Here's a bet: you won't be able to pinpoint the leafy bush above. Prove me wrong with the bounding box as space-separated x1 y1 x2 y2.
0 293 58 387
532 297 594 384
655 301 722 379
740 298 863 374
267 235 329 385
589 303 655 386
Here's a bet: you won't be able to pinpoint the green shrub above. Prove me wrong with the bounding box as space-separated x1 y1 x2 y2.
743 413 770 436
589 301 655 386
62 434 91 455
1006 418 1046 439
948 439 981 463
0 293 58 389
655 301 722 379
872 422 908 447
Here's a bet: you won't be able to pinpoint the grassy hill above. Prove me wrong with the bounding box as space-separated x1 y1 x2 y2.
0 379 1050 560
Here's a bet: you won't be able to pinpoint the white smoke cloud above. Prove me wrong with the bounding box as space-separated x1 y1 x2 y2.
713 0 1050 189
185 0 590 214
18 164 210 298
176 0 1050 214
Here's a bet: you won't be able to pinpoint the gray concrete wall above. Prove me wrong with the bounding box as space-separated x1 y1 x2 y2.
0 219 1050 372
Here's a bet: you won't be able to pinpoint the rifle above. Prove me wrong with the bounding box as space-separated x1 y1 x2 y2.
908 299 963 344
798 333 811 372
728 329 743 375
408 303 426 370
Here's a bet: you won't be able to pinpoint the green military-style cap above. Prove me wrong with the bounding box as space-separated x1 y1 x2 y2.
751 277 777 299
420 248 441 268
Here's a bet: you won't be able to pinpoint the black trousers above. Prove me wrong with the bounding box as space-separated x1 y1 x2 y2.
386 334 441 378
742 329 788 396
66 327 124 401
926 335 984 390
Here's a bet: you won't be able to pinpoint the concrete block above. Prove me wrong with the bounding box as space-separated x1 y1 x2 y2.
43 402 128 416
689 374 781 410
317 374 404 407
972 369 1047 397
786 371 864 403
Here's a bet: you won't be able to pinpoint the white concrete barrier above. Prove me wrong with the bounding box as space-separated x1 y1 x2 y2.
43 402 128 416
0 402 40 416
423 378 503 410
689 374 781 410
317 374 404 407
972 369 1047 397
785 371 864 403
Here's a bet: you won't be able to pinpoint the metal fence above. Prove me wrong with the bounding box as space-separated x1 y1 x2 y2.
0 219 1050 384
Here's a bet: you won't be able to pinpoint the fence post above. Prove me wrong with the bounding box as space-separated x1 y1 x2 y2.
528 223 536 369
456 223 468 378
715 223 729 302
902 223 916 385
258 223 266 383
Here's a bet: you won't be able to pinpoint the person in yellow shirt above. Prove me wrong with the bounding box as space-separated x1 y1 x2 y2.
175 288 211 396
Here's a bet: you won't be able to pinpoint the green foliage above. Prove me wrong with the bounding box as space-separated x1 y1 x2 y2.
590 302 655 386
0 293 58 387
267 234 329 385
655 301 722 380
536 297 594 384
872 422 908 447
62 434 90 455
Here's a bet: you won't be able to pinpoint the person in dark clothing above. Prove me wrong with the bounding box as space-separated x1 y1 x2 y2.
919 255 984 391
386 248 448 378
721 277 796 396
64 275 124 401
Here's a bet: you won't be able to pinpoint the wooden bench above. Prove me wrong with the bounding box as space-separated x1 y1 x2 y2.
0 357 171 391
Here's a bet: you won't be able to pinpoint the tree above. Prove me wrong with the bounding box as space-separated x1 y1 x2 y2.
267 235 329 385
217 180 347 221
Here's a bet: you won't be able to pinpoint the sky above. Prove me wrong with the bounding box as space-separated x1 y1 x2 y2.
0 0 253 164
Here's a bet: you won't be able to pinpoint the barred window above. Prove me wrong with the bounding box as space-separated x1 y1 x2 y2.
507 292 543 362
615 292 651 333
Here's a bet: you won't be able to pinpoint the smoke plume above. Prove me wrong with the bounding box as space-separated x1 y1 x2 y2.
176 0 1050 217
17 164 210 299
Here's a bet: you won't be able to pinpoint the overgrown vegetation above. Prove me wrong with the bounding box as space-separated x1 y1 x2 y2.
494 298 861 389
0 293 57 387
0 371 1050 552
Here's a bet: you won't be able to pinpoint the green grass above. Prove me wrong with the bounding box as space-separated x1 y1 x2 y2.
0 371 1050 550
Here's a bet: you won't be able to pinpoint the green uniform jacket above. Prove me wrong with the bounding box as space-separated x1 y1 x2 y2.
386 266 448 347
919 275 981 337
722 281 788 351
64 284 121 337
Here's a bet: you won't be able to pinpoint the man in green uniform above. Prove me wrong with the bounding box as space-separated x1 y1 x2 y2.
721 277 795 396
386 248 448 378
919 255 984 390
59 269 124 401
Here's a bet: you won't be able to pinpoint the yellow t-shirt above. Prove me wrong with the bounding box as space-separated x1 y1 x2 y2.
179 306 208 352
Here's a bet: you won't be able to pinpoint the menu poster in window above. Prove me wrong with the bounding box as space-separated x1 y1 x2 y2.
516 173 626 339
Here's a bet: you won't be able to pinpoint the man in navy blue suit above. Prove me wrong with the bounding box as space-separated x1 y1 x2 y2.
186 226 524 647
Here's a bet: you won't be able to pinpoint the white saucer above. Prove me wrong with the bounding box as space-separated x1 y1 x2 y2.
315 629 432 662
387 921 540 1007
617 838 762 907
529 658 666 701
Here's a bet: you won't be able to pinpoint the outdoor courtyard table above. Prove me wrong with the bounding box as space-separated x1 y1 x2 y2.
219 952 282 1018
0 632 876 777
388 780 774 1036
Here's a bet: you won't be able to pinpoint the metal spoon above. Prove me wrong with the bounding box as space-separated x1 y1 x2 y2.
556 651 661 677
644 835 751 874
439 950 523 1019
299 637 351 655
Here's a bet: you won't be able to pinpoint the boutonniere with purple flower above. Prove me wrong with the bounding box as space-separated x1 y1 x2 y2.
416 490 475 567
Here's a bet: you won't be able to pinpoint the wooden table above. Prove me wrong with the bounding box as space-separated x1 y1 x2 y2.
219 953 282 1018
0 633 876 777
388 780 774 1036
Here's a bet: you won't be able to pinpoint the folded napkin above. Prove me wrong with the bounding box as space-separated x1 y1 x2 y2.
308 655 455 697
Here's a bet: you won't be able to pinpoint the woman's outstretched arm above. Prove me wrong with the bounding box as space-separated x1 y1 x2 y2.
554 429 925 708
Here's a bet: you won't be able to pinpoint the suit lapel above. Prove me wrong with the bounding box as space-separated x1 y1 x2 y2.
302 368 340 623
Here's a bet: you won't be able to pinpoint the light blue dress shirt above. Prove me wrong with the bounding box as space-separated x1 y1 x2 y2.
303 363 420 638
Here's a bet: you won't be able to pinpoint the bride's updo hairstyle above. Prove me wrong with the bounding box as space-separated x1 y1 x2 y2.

WHAT IS REQUIRED | Reproduce the lines above word for word.

OUTPUT FOR THIS EXERCISE |
Here's a bet: you won't be able to pinpoint the leafy bush above. Prove me wrong with the bounding box as space-separated x1 y1 x2 y2.
0 293 58 387
532 297 594 384
655 301 722 379
740 298 863 374
267 235 329 385
589 303 655 386
Here's a bet: you won't be able to pinpoint the green shrub above. Prove me wrong with the bounding box as space-separated x1 y1 x2 y2.
743 413 770 436
589 301 655 386
62 434 91 455
1006 418 1046 439
948 439 981 463
0 293 58 389
655 301 722 379
872 422 908 447
Here's a bet: you won't be able to pinpoint the grassy hill above. Prove me wrong with the bounding box as space-separated x1 y1 x2 y2.
0 379 1050 560
Here's a bet: you won't be able to pinpoint the white smoke cloud above. Prove me wrong with the bounding box as space-separated x1 y1 x2 y2.
713 0 1050 189
185 0 590 214
18 164 210 298
176 0 1050 214
Here's a bet: you won't be able to pinpoint the gray concrete wall above. Prove me wrong with the bounding box as space-separated x1 y1 x2 y2.
0 219 1050 372
Here's a bet: you won't be able to pinpoint the rifle above. Prove me wrong with the bounding box as space-separated x1 y1 x2 y2.
908 299 963 344
798 333 811 372
728 329 743 375
408 303 426 370
Here's a bet: you won't be able to pinpoint the green military-style cap above. Prove me wrong with the bounding box as space-separated x1 y1 x2 y2.
751 277 777 299
420 248 441 268
Here's a bet: you won't be able to pinpoint the black trousers above. Prove me wrong with the bounding box as space-separated x1 y1 x2 y2.
386 334 441 378
742 329 788 396
66 327 124 401
926 335 984 390
Here's a bet: you won't be able to pinpoint the concrete block above. Prove me wrong with the bounding box as space-separated x1 y1 x2 y2.
43 402 128 416
689 374 781 410
317 374 404 407
972 369 1047 397
786 371 864 403
Here's a bet: you won't be able to pinpoint the white concrete barrier above. Prove me wrong with the bounding box as space-separated x1 y1 x2 y2.
43 402 128 416
0 402 40 416
423 378 503 410
689 374 781 410
317 374 404 407
972 369 1047 397
785 371 864 403
Here's a bet: you won't be able to pinpoint the metal fence above. Prove me wrong with the bounding box as space-separated x1 y1 x2 y2.
0 219 1050 384
Here's a bet: you won't be able to pinpoint the fence post above. Prove me wrong with the bounding box as space-separated x1 y1 x2 y2.
528 223 536 369
456 223 468 378
715 223 729 302
902 223 916 385
258 223 266 383
Here's a bet: you won't be able to pinpoint the person in yellow shirt above. Prove me wrong with the bounding box as space-separated x1 y1 x2 y2.
175 288 211 396
Here's a bet: you won't be able to pinpoint the green foliage above. Prove me wrong with the bounding box as space-separated x1 y1 x2 y2.
590 302 655 386
0 293 58 387
267 234 329 385
655 301 722 380
536 297 594 384
872 422 908 447
62 434 90 455
Here's a bet: you won't be able to pinpoint the person in dark clothing above. Prove me wrong with the bounding box as space-separated x1 y1 x2 y2.
919 255 984 391
386 248 448 378
721 277 796 396
64 275 124 401
Here's a bet: you won't be able to pinpoint the wooden bench above. Prove me wrong with the bounding box as space-separated x1 y1 x2 y2.
0 357 171 391
Here's a bet: you won't be able to pinpoint the tree above. Prove me wrong with the bounding box as space-separated x1 y1 x2 y2.
267 235 329 385
217 180 347 221
Here's a bet: you won't be able to pinpoint the sky above. Prove me wrong with the bounding box as space-separated x1 y1 x2 y2.
0 0 253 164
Here's a bet: you won't be able to pinpoint the barred window above. Prove me wrong with the bounding box as space-separated x1 y1 x2 y2.
507 292 543 362
615 292 651 333
Here's a bet: you won't be able to pinpoint the smoke plume above. Prove me wrong with the bounding box as space-separated x1 y1 x2 y2.
176 0 1050 217
17 164 210 299
Here's a bet: you won't be able to pinpoint the overgrown vegetation above. Prove me wrong with the bounding box as space-separated x1 y1 x2 y2.
494 298 861 389
0 293 57 387
0 371 1050 552
Here's a bet: you won't be able to pinpoint the green grass above. Prove me wrong with the bounding box as space-separated x1 y1 x2 y2.
0 371 1050 550
Here's a bet: you won't be able to pinpoint the green uniform jacket above. Prove me wrong with the bounding box as space-separated x1 y1 x2 y2.
386 266 448 347
919 275 981 337
722 281 788 351
64 284 121 337
Here's a bet: you won't be able to pinpoint the man in green uniform above. Prove me wrong with the bounding box as space-separated x1 y1 x2 y2.
721 277 795 396
386 248 448 378
919 255 984 390
59 269 124 401
Here's a bet: you won't be able to pinpoint the yellow t-shirt above. Prove me wrong with the bounding box as space-separated x1 y1 x2 y2.
179 306 208 352
Here's a bet: you won't be able to pinpoint the menu poster in window above. Prove me wrong with the bounding box as space-separated x1 y1 x2 y2.
516 173 626 339
Here's a bet: you won't be able to pinpoint the man in navy blue suit above. Prove me wrong with the bounding box as space-separated x1 y1 x2 y2.
186 226 524 647
Here's a bet: you won't be able to pinpoint the white saucer above. Prove me wrong with the bounding box as space-separated x1 y1 x2 y2.
315 629 432 662
387 921 540 1007
617 838 762 907
529 658 666 701
Here's a bet: you won't be able to pinpoint the outdoor courtyard table above. Prove me wrong with the bounding box as space-separated x1 y1 x2 y2.
219 952 282 1018
0 632 876 777
388 780 774 1036
Here's a bet: you won't be able to pinpoint the metal spoon above. Prove me wrong with the bounding box as space-separated x1 y1 x2 y2.
556 651 661 677
644 835 751 874
439 950 523 1019
299 637 351 655
Here's a bet: you won't be able to pinpoint the boutonniere with purple flower above. Prove me wrong with the bounding box as space-separated x1 y1 x2 y2.
416 490 475 567
Here's a bet: you won't be able to pinpoint the wooden table above. Prove me wrong with the bounding box as space-separated x1 y1 x2 y2.
219 953 282 1018
0 633 876 777
388 780 774 1036
Here's a bet: you won't be able to pinpoint the folded napkin above. Prove me wrong with the bounding box as space-separated x1 y1 x2 y2.
308 655 455 697
Here's a bet: you won't be able to pinpoint the woman's outstretched arm above. Prove me wrong with the bounding box as space-separated x1 y1 x2 y2.
554 429 925 708
Here's a bet: you won't be able to pinpoint the suit lapel above. Prove me wrong with the bounding box as space-separated x1 y1 x2 y2.
302 368 340 623
Here's a bet: you won't be able to pinpoint the light blue dress shirt above. Prove me wrong with the bounding box as space-separated x1 y1 x2 y2.
303 363 420 638
Here's a bet: you won't be able to pinpoint the bride's updo hairstyle above. Prove me wrong with the bounding box as space-separated x1 y1 x2 y2.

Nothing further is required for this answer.